[Free-text object descriptions]
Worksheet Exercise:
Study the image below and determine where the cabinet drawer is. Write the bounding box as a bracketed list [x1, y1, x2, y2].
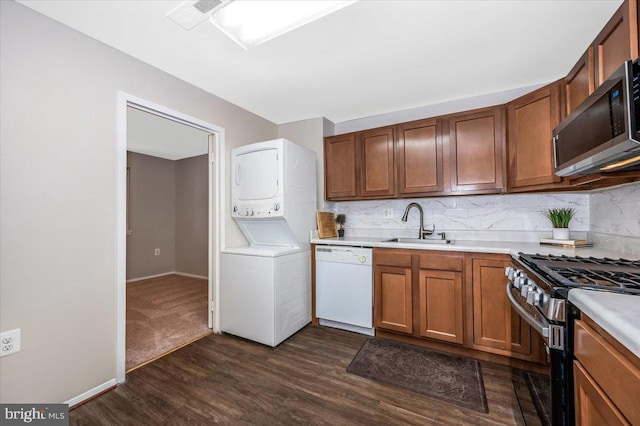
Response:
[374, 249, 412, 267]
[574, 320, 640, 425]
[417, 253, 463, 272]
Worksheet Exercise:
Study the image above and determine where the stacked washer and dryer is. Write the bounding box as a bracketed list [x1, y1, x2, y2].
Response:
[220, 139, 316, 346]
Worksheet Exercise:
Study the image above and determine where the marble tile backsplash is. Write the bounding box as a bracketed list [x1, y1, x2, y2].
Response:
[331, 192, 590, 243]
[327, 182, 640, 255]
[589, 182, 640, 255]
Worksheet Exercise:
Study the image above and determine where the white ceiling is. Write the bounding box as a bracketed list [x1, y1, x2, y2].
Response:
[18, 0, 623, 125]
[127, 107, 209, 160]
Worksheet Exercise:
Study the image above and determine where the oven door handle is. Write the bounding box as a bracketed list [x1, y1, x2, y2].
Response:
[506, 283, 550, 342]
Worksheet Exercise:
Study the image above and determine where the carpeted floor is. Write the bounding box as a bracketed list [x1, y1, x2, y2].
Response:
[347, 337, 489, 413]
[126, 274, 210, 371]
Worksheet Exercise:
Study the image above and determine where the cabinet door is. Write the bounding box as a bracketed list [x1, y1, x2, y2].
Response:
[507, 82, 564, 190]
[565, 48, 595, 116]
[324, 134, 357, 200]
[418, 269, 463, 344]
[471, 257, 532, 357]
[448, 107, 505, 194]
[358, 126, 395, 198]
[593, 0, 639, 86]
[397, 118, 443, 196]
[574, 361, 630, 426]
[374, 265, 413, 334]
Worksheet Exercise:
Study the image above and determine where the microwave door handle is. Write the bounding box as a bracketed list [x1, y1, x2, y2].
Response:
[506, 283, 550, 341]
[552, 135, 559, 169]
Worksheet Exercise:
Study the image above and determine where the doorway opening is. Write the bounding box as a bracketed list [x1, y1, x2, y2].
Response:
[116, 92, 225, 383]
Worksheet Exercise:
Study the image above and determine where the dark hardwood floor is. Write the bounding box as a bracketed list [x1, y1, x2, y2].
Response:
[71, 326, 538, 425]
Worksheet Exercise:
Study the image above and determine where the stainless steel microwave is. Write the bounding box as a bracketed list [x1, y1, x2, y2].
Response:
[553, 59, 640, 176]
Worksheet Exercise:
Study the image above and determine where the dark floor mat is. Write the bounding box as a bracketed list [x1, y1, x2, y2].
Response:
[347, 337, 488, 413]
[524, 371, 551, 426]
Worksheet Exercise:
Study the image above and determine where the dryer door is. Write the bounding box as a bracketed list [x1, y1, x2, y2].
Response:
[234, 148, 279, 201]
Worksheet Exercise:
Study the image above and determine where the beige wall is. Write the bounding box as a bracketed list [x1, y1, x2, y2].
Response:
[175, 155, 209, 277]
[277, 118, 325, 209]
[126, 152, 176, 280]
[0, 1, 276, 403]
[126, 152, 209, 280]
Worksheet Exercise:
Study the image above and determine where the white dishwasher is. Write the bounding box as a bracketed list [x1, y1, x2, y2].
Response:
[315, 245, 374, 336]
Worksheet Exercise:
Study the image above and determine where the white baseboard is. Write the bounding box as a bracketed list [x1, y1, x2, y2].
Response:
[127, 271, 207, 283]
[174, 271, 208, 280]
[126, 271, 174, 283]
[64, 378, 116, 408]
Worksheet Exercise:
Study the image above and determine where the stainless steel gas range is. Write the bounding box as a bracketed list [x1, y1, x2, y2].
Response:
[506, 253, 640, 426]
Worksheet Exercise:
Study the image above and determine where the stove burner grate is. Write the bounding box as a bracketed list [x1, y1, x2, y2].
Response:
[518, 252, 640, 295]
[553, 267, 640, 289]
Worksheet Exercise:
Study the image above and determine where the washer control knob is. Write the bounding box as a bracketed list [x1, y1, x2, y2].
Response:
[233, 205, 238, 213]
[274, 203, 280, 211]
[250, 209, 255, 216]
[244, 210, 249, 216]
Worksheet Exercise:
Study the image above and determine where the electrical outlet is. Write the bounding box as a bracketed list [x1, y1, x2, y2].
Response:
[154, 248, 160, 256]
[383, 208, 393, 218]
[0, 329, 21, 357]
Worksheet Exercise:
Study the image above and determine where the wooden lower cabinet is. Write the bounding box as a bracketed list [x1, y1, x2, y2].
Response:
[470, 255, 539, 361]
[574, 361, 629, 426]
[418, 269, 463, 344]
[373, 254, 413, 334]
[573, 318, 640, 425]
[373, 249, 546, 366]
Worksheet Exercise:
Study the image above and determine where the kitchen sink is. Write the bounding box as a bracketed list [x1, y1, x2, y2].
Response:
[383, 237, 453, 245]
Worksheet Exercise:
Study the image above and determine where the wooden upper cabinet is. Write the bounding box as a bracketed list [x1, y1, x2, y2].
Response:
[396, 118, 444, 196]
[324, 133, 357, 200]
[593, 0, 639, 86]
[565, 48, 595, 116]
[507, 81, 564, 191]
[358, 126, 395, 198]
[448, 107, 505, 194]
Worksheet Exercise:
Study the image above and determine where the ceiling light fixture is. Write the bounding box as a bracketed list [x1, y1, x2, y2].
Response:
[210, 1, 357, 50]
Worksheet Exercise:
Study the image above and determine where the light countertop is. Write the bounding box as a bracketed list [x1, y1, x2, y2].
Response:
[310, 235, 639, 260]
[569, 289, 640, 359]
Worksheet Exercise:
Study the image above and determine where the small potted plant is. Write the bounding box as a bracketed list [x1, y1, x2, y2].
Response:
[335, 214, 346, 238]
[544, 207, 576, 240]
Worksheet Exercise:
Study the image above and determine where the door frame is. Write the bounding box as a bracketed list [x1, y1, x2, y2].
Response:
[116, 91, 225, 383]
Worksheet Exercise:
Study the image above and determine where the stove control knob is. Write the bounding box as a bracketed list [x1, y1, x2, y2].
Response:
[521, 283, 533, 298]
[527, 289, 543, 306]
[505, 266, 514, 278]
[514, 276, 525, 289]
[533, 289, 547, 308]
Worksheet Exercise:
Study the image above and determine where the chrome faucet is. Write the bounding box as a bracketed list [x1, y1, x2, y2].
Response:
[401, 202, 434, 239]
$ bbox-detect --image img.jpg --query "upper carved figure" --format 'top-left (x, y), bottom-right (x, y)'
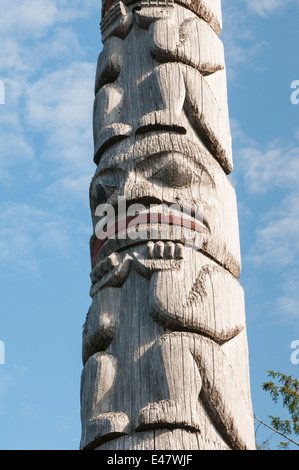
top-left (101, 0), bottom-right (222, 35)
top-left (94, 0), bottom-right (233, 173)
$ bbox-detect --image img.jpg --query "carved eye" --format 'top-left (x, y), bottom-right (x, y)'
top-left (91, 168), bottom-right (127, 211)
top-left (91, 183), bottom-right (108, 212)
top-left (98, 168), bottom-right (126, 187)
top-left (153, 159), bottom-right (193, 188)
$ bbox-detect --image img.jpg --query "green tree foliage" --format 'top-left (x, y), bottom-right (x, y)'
top-left (257, 371), bottom-right (299, 449)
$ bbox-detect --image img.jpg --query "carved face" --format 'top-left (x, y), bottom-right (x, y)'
top-left (90, 132), bottom-right (241, 278)
top-left (92, 0), bottom-right (240, 277)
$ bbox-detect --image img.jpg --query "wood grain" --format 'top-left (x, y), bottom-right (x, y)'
top-left (80, 0), bottom-right (256, 451)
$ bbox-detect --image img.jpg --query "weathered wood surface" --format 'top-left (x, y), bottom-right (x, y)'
top-left (80, 0), bottom-right (256, 451)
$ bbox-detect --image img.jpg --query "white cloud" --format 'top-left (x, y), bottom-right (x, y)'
top-left (0, 0), bottom-right (59, 35)
top-left (0, 1), bottom-right (97, 282)
top-left (232, 120), bottom-right (299, 194)
top-left (277, 268), bottom-right (299, 319)
top-left (23, 27), bottom-right (84, 72)
top-left (246, 0), bottom-right (299, 16)
top-left (222, 0), bottom-right (298, 80)
top-left (0, 202), bottom-right (73, 271)
top-left (46, 174), bottom-right (92, 205)
top-left (0, 39), bottom-right (30, 73)
top-left (249, 192), bottom-right (299, 266)
top-left (221, 1), bottom-right (267, 79)
top-left (0, 109), bottom-right (35, 184)
top-left (0, 366), bottom-right (30, 416)
top-left (237, 141), bottom-right (299, 194)
top-left (25, 61), bottom-right (95, 199)
top-left (0, 1), bottom-right (93, 73)
top-left (0, 0), bottom-right (99, 199)
top-left (0, 369), bottom-right (16, 415)
top-left (26, 62), bottom-right (94, 137)
top-left (0, 0), bottom-right (95, 36)
top-left (232, 121), bottom-right (299, 324)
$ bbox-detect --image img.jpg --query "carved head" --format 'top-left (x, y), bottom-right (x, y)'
top-left (92, 0), bottom-right (239, 281)
top-left (101, 0), bottom-right (222, 35)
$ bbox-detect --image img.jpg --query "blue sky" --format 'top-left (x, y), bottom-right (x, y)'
top-left (0, 0), bottom-right (298, 450)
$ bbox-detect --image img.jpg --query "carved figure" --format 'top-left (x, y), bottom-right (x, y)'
top-left (80, 0), bottom-right (256, 451)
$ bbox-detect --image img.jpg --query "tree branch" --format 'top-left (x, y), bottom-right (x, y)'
top-left (254, 415), bottom-right (299, 447)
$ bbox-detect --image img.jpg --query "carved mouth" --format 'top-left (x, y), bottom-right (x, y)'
top-left (91, 205), bottom-right (208, 266)
top-left (102, 0), bottom-right (118, 17)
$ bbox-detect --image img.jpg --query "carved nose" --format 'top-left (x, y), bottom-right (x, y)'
top-left (117, 173), bottom-right (136, 199)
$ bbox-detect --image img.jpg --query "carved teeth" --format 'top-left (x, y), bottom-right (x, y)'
top-left (165, 241), bottom-right (175, 259)
top-left (147, 241), bottom-right (155, 259)
top-left (147, 241), bottom-right (184, 260)
top-left (175, 243), bottom-right (184, 259)
top-left (155, 241), bottom-right (164, 259)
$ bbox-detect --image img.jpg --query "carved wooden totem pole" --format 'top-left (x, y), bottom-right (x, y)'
top-left (80, 0), bottom-right (256, 450)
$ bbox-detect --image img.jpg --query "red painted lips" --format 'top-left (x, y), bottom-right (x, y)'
top-left (103, 0), bottom-right (118, 17)
top-left (91, 212), bottom-right (206, 264)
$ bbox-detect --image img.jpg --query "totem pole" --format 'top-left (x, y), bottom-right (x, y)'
top-left (80, 0), bottom-right (256, 450)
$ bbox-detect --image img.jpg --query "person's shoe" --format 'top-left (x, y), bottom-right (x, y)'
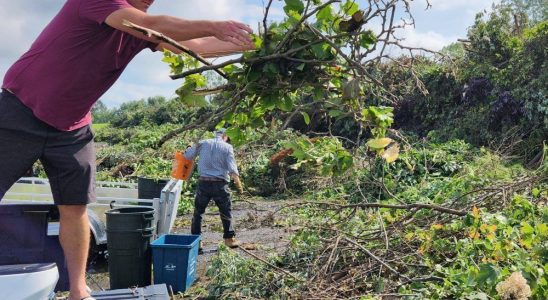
top-left (224, 237), bottom-right (241, 248)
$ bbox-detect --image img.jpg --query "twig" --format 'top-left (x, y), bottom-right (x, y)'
top-left (287, 200), bottom-right (467, 216)
top-left (344, 236), bottom-right (411, 281)
top-left (397, 275), bottom-right (444, 288)
top-left (262, 0), bottom-right (274, 44)
top-left (237, 246), bottom-right (303, 281)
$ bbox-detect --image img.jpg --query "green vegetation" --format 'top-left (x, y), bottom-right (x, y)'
top-left (90, 0), bottom-right (546, 298)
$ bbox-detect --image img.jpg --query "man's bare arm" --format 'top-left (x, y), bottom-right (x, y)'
top-left (156, 37), bottom-right (255, 58)
top-left (105, 7), bottom-right (253, 46)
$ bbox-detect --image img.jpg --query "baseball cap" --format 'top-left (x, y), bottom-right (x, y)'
top-left (215, 128), bottom-right (227, 135)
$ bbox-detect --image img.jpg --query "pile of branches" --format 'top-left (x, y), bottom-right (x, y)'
top-left (272, 176), bottom-right (545, 298)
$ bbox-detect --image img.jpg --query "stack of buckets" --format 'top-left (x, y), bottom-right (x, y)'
top-left (106, 207), bottom-right (201, 293)
top-left (106, 207), bottom-right (155, 289)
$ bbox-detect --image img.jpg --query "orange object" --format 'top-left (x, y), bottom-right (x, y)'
top-left (171, 151), bottom-right (194, 181)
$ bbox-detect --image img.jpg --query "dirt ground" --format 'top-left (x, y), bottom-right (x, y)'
top-left (62, 197), bottom-right (293, 299)
top-left (174, 197), bottom-right (292, 279)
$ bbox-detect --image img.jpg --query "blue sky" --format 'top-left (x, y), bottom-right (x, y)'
top-left (0, 0), bottom-right (497, 108)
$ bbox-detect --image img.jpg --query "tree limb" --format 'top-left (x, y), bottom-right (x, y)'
top-left (121, 19), bottom-right (228, 79)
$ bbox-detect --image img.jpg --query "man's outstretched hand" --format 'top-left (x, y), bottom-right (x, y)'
top-left (213, 20), bottom-right (254, 47)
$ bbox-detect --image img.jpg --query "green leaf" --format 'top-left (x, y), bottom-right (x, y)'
top-left (311, 43), bottom-right (328, 59)
top-left (250, 117), bottom-right (266, 128)
top-left (234, 113), bottom-right (249, 125)
top-left (360, 30), bottom-right (377, 49)
top-left (316, 5), bottom-right (333, 22)
top-left (521, 221), bottom-right (534, 235)
top-left (247, 70), bottom-right (261, 82)
top-left (301, 111), bottom-right (311, 125)
top-left (329, 110), bottom-right (342, 117)
top-left (538, 223), bottom-right (548, 237)
top-left (342, 1), bottom-right (359, 16)
top-left (226, 127), bottom-right (245, 146)
top-left (476, 263), bottom-right (499, 285)
top-left (284, 0), bottom-right (305, 15)
top-left (286, 9), bottom-right (302, 24)
top-left (180, 94), bottom-right (207, 107)
top-left (277, 96), bottom-right (294, 111)
top-left (261, 94), bottom-right (277, 110)
top-left (251, 34), bottom-right (263, 49)
top-left (367, 138), bottom-right (393, 149)
top-left (263, 62), bottom-right (279, 74)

What you need to do
Read each line of the data and count the ones that include "steel", answering with the number alone.

Task response
2